**Set problem:** Extract the text of each entry below exactly, leaving every image behind.

---------- Data lines

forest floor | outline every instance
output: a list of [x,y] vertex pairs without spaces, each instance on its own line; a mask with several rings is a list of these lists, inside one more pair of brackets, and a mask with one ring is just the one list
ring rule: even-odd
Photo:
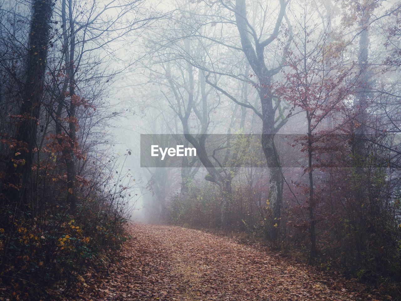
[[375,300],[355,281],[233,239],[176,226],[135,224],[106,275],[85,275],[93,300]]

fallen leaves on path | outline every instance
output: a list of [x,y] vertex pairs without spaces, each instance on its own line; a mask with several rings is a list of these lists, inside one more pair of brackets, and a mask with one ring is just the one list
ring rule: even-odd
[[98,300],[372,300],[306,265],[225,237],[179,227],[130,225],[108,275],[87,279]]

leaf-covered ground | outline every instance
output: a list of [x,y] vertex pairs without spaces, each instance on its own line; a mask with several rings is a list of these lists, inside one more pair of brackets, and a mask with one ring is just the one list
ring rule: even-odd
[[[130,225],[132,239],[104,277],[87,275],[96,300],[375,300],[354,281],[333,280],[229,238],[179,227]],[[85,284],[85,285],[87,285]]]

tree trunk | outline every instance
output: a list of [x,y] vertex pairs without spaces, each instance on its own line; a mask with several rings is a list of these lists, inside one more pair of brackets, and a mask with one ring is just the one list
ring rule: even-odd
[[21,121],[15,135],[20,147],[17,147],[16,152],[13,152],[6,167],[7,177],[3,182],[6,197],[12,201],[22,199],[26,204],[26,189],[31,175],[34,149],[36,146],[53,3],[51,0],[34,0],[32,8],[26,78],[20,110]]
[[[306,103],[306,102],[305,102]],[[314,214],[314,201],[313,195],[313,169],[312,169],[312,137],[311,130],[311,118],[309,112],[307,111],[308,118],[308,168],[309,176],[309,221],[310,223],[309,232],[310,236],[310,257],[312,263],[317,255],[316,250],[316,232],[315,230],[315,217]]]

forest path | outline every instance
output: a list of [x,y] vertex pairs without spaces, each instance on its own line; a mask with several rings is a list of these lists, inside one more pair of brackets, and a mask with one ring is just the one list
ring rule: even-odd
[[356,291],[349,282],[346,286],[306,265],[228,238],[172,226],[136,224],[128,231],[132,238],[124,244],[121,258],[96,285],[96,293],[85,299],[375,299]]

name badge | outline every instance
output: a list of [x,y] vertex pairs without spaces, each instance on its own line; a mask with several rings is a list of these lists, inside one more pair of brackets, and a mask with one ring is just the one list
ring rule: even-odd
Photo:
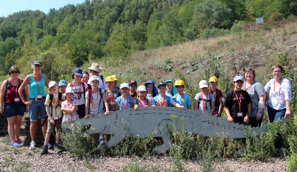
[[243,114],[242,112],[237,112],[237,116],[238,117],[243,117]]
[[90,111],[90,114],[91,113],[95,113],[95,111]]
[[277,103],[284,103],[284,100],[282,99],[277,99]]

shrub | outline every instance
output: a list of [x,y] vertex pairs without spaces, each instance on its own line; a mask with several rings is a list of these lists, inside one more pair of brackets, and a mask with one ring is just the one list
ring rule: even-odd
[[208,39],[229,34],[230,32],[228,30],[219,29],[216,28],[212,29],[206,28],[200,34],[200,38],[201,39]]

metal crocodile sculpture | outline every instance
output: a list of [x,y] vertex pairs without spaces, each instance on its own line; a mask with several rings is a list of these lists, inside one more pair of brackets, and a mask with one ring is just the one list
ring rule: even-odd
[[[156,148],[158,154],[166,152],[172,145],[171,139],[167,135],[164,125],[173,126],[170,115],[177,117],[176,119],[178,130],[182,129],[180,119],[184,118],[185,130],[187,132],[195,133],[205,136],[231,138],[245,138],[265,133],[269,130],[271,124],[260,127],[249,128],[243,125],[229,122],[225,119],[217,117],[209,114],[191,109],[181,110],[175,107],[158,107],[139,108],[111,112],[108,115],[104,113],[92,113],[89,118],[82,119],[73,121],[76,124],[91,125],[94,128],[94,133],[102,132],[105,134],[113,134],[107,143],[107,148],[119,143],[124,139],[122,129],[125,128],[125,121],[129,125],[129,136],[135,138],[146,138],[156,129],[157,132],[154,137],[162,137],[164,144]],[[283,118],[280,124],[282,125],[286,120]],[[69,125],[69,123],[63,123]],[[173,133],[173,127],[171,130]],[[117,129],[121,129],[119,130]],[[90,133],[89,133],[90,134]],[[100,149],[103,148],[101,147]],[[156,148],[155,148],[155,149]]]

--------------------

**Answer to the problem:**
forest floor | outline every instance
output: a list of [x,y] vertex pairs without spaces, each instance on its own line; a mask with several rings is a list of these lists, inside one more pair of brackets, and a mask with one ring is just the one list
ring rule: even-odd
Photo:
[[375,300],[355,281],[233,239],[176,226],[135,224],[106,275],[85,275],[93,300]]

fallen leaves on path | outline every instance
output: a list of [x,y] vertex pairs without spaces, each instance on its own line; a mask with several rings is a list of these lists, inside one more pair of brackets, and a mask with one ring is just the one list
ring rule: even-odd
[[98,300],[372,300],[306,265],[225,237],[179,227],[130,225],[108,275],[87,279]]

leaf-covered ground | outline every instance
output: a list of [x,y] vertex pairs without spaces, each instance on its own line; a mask with several rings is a list of these lists, inside one more pair of brackets, and a mask with one ring is just the one list
ring rule: even-odd
[[[130,225],[132,239],[104,277],[87,275],[96,300],[375,300],[354,281],[333,280],[229,238],[179,227]],[[85,284],[85,285],[87,285]]]

tree trunk | outline every instance
output: a list of [x,y] vertex pairs without spaces, each instance on its own line; a mask with several rings is a list of these lists, inside one more pair of brackets, and a mask with one ring is just the one list
ring rule: even-odd
[[21,121],[15,135],[20,147],[17,147],[16,152],[13,152],[6,167],[7,177],[3,182],[6,197],[12,201],[22,199],[26,204],[26,189],[31,175],[34,149],[36,146],[53,3],[51,0],[34,0],[32,8],[26,78],[20,110]]
[[[306,103],[306,102],[305,102]],[[314,214],[314,201],[313,195],[313,169],[312,169],[312,137],[311,130],[311,118],[309,112],[307,111],[308,118],[308,168],[309,176],[309,221],[310,223],[309,232],[310,236],[310,257],[312,263],[317,255],[316,250],[316,232],[315,230],[315,217]]]

forest path | outline every instance
output: a list of [x,y] vertex pairs without spaces, each instance on its own line; a mask with several rings is a list of these lists, inside one more pair of brackets, and a mask with one ring is just the one list
ring rule: even-odd
[[356,291],[349,282],[346,286],[306,265],[228,238],[172,226],[136,224],[128,231],[132,238],[124,244],[121,258],[96,285],[96,293],[85,299],[375,299]]

name badge | outline every instance
output: a list of [x,y] vertex pairs without spaces, each instance on its own line; a mask with several rings is a list of these lists, inside one more pair of brackets, and a mask with one ring is just the one list
ring rule: even-odd
Photo:
[[243,114],[242,112],[237,112],[237,116],[238,117],[243,117]]
[[90,111],[90,114],[91,113],[95,113],[95,111]]
[[277,103],[284,103],[284,100],[282,99],[277,99]]

shrub | outline every instance
output: a list of [x,y] vertex pairs without spaces, each instance on its own line; a mask with several rings is a list of these lists, inside one more pair of brackets, and a mask with one ring is just the one list
ring rule: even-odd
[[208,39],[229,34],[230,32],[228,30],[219,29],[216,28],[212,29],[206,28],[200,34],[200,38],[201,39]]

metal crocodile sculpture | outline every instance
output: a list of [x,y] vertex pairs without spaces, each instance on its own line; a mask with several rings is a list of these lists, inside one more pair of brackets, and a mask with one ring is just the one list
ring rule: even-odd
[[[156,148],[158,154],[166,152],[172,145],[171,139],[167,135],[164,125],[173,126],[170,115],[177,117],[176,119],[178,130],[182,129],[180,119],[184,118],[185,130],[187,132],[195,133],[205,136],[231,138],[245,138],[265,133],[269,130],[271,124],[260,127],[249,128],[243,125],[229,122],[225,119],[217,117],[209,114],[191,109],[181,110],[175,107],[158,107],[139,108],[111,112],[108,115],[104,113],[92,113],[89,118],[82,119],[73,121],[76,124],[91,125],[94,128],[94,133],[102,132],[105,134],[113,134],[107,143],[107,148],[119,143],[124,139],[122,129],[125,128],[125,121],[129,125],[129,136],[135,138],[146,138],[156,129],[157,132],[154,137],[162,137],[164,144]],[[283,118],[280,124],[282,125],[286,120]],[[69,125],[69,123],[63,123]],[[173,133],[173,127],[171,130]],[[117,129],[121,129],[119,130]],[[90,133],[89,133],[90,134]],[[100,149],[103,148],[101,147]],[[156,148],[155,148],[155,149]]]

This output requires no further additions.